--- Start Data excerpts ---

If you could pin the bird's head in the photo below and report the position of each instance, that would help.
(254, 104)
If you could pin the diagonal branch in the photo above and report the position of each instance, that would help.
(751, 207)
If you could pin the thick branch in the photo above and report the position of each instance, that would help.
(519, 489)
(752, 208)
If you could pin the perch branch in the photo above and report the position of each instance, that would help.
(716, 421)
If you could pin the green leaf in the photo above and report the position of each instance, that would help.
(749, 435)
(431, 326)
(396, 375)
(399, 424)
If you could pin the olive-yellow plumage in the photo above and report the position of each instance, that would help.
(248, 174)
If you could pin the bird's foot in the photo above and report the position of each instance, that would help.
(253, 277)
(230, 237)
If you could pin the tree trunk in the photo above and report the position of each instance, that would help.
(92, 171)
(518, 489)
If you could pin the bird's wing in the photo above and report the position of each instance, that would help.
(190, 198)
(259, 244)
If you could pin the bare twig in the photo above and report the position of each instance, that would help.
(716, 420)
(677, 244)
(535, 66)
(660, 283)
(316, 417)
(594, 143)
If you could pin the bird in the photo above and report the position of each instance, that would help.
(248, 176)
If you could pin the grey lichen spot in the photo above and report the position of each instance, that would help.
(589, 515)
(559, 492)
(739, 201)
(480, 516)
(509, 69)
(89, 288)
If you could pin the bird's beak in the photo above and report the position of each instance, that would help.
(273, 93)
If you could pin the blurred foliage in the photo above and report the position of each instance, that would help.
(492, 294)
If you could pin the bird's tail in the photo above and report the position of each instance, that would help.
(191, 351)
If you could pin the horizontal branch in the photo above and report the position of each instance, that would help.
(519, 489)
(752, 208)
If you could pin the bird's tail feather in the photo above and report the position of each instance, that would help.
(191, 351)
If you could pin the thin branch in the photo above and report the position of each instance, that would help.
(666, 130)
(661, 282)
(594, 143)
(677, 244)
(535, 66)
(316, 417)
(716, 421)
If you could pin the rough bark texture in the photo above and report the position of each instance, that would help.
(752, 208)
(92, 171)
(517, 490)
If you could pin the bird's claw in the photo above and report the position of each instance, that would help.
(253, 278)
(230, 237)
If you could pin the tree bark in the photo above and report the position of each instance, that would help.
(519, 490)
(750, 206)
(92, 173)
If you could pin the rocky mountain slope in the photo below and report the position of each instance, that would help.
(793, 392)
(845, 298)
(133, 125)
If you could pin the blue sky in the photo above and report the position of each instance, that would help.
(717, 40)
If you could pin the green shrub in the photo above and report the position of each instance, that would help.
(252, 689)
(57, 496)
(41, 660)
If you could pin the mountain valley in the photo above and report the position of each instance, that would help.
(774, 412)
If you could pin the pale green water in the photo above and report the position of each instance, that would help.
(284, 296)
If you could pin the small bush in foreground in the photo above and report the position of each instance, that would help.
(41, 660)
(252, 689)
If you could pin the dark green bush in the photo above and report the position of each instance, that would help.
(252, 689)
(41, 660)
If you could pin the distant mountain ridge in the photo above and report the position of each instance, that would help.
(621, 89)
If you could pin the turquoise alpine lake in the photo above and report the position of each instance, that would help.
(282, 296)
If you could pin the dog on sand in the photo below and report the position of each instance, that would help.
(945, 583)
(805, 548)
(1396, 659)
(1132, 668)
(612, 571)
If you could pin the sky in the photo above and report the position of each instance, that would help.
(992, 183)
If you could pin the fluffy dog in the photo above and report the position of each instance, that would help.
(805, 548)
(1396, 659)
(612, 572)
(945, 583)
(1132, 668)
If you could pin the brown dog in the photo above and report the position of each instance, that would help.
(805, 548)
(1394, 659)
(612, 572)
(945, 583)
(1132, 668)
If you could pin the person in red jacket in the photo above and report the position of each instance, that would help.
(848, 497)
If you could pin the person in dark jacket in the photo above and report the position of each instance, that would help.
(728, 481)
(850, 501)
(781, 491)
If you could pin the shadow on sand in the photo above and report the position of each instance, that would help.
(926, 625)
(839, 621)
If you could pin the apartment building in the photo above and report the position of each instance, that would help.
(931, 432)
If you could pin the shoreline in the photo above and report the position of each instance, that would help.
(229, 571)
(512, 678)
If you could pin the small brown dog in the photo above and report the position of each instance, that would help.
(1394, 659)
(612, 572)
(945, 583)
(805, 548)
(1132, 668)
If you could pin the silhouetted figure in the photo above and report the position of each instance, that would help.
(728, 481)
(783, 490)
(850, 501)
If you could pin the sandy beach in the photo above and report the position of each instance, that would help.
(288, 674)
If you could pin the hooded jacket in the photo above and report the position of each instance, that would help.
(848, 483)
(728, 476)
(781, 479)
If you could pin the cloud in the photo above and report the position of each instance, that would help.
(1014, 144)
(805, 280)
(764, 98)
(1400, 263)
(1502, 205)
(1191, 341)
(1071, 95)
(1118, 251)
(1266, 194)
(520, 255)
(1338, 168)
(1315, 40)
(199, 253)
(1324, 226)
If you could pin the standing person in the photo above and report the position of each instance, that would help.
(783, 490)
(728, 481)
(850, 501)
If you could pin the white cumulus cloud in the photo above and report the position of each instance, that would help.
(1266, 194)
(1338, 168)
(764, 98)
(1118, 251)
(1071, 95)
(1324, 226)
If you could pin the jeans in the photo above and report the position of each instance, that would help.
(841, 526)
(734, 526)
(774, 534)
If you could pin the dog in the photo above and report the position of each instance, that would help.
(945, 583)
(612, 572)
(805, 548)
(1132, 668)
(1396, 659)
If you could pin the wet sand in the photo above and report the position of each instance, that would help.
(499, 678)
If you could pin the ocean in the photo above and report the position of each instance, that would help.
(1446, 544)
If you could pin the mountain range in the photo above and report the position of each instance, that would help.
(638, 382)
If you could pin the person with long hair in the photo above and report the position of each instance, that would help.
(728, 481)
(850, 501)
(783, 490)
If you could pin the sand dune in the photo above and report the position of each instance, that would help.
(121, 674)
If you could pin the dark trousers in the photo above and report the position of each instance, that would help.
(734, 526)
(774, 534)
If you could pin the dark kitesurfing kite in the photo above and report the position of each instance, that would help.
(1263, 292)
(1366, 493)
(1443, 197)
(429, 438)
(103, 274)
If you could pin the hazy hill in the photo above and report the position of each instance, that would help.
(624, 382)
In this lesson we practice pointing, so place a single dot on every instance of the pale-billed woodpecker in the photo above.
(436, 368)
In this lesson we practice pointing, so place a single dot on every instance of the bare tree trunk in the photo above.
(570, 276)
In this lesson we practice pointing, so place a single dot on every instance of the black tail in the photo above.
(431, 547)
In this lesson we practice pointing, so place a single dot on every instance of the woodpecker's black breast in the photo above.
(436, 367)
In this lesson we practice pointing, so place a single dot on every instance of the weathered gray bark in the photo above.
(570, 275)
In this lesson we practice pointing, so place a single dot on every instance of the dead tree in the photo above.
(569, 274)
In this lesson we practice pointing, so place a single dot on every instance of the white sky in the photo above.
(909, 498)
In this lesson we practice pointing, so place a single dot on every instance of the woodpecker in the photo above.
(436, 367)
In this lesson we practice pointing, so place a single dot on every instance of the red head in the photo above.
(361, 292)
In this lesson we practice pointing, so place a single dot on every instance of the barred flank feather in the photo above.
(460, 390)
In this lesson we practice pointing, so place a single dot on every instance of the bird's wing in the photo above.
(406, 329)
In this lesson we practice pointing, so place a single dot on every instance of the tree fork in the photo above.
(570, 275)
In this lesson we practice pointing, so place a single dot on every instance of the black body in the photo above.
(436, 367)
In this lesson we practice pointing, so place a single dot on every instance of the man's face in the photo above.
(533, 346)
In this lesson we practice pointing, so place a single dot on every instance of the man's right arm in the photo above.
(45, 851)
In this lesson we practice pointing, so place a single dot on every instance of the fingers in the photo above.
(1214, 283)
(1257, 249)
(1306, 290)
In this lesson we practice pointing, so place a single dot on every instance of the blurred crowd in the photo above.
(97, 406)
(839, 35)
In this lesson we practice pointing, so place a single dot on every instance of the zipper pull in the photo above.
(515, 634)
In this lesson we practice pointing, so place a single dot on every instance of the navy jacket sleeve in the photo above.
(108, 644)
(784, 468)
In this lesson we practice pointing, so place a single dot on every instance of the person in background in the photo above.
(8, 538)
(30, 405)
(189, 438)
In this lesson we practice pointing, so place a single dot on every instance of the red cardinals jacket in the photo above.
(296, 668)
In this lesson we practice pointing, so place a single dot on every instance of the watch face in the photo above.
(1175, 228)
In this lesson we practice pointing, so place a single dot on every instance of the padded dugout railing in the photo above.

--- End Data excerpts ---

Rewrite the lines from the one containing "pull in the photo above." through the last line, inclusive, replacing "watch face" with "clock face" and leaving everything else unchanged.

In this lesson we practice pointing, so place a single dot on every instance of the zipper pull in the photo above.
(515, 634)
In this lesson we practice pointing, so place a single dot on every instance of the navy jacket sleeve in the photo above.
(108, 644)
(784, 468)
In this lesson we practice pointing, so place a single dot on every instance of the person in background in the photo above.
(8, 538)
(30, 405)
(189, 438)
In this lesson we practice pointing, so place a single dot on every instance of the red cardinals jacket in the photo above.
(296, 668)
In this lesson we practice pointing, so place a single dot on every instance of the clock face in the photo above.
(1175, 228)
In this lesson we practice pointing, so place a single dot on every instance of the padded dugout railing in the photo above.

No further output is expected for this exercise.